### WHAT YOU NEED TO DO:
Turn the lines starting at the one containing "cloud. Keep it snug." and ending at the one containing "[198,163,204,199]", both included, into a two-column CSV with the header instruction,box. Give one row per request, with its instruction text in the first quoted field and all of its answer boxes in the second, and change line breaks to spaces.

### RECORDS TO PROCESS:
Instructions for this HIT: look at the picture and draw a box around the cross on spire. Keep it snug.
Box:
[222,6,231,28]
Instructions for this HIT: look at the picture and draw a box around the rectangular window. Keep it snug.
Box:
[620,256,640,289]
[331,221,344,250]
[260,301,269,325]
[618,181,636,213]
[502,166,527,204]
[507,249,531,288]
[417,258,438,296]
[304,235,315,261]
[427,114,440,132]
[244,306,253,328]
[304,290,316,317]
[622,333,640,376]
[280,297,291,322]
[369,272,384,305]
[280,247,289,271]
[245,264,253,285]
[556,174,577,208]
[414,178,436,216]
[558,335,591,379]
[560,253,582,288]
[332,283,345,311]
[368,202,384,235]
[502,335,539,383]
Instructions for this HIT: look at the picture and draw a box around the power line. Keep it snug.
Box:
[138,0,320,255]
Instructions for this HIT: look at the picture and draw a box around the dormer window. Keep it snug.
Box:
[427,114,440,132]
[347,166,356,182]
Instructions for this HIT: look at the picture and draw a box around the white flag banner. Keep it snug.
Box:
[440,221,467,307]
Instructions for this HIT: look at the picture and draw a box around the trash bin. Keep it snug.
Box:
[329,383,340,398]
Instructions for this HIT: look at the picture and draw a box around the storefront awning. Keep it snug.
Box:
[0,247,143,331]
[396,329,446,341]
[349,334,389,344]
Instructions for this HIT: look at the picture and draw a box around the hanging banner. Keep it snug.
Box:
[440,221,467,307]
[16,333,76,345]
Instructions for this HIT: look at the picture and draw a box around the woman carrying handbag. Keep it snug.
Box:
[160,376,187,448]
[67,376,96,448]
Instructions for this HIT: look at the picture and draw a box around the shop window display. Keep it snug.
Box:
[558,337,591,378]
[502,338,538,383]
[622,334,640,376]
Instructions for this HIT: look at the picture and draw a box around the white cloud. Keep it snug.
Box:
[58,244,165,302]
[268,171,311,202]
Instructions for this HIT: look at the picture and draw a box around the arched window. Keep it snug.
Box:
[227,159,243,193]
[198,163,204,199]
* * *
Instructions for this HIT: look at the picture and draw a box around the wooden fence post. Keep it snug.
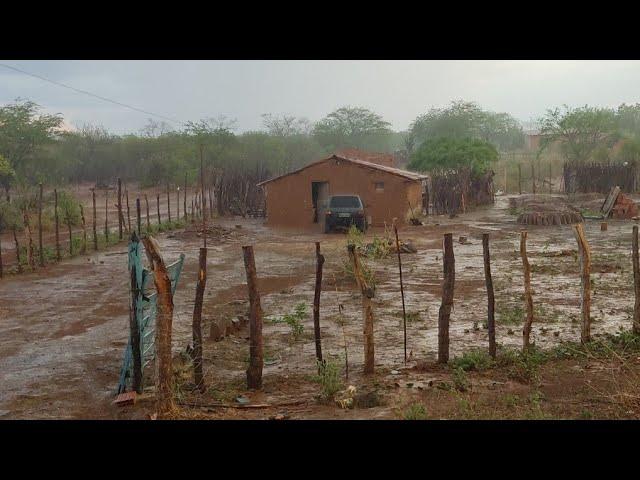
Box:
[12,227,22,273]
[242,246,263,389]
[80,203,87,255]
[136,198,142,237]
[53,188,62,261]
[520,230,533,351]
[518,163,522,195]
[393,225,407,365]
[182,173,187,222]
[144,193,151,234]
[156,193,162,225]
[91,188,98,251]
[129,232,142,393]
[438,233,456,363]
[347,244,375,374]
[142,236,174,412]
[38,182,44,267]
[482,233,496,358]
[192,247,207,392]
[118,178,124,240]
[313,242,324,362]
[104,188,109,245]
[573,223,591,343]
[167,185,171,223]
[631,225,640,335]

### COMPLETED TASK:
instruction,box
"Instructions for this HIT: look at the picture and draw a box around the white cloud. Keep it snug. Box:","[58,244,165,302] [268,171,311,202]"
"Instructions for this HIT: look at the picture and draw a box around the arched window. Keep it snug. Box:","[227,159,243,193] [198,163,204,199]"